How to complete this task:
Give back exactly the line that contains "Annotate the sky" and all the lines after it in the records below, to the very last, with no other output.
★ ★ ★ ★ ★ ★ ★
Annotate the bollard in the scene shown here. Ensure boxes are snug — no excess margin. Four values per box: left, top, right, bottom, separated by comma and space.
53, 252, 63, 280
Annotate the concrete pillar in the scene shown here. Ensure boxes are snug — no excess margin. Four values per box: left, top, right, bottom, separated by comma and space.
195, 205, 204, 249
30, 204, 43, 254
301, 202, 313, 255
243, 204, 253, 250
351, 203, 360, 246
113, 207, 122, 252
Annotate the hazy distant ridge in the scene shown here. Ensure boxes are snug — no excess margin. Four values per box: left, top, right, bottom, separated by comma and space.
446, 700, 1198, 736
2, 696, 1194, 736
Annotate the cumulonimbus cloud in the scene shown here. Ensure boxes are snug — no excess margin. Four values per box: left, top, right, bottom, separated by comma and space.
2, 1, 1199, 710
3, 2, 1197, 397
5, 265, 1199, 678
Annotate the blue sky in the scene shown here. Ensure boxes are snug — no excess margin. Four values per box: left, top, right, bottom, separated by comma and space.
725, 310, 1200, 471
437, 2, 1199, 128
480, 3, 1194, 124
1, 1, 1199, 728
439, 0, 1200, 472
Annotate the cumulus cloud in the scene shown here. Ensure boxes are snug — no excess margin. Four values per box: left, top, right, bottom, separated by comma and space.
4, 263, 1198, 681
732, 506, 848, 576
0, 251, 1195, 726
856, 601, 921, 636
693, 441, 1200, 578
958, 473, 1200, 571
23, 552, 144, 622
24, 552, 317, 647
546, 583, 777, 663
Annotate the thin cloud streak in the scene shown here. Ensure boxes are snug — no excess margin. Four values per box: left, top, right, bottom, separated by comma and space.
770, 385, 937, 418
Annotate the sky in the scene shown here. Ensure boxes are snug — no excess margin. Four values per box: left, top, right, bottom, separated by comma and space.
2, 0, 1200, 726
★ ★ ★ ★ ★ ★ ★
Written solution:
Annotate the sky in the scene shown here. Ensure boxes are snug — no excess margin. Four values per box: left, top, right, bottom, separated by comma and space.
2, 0, 1200, 726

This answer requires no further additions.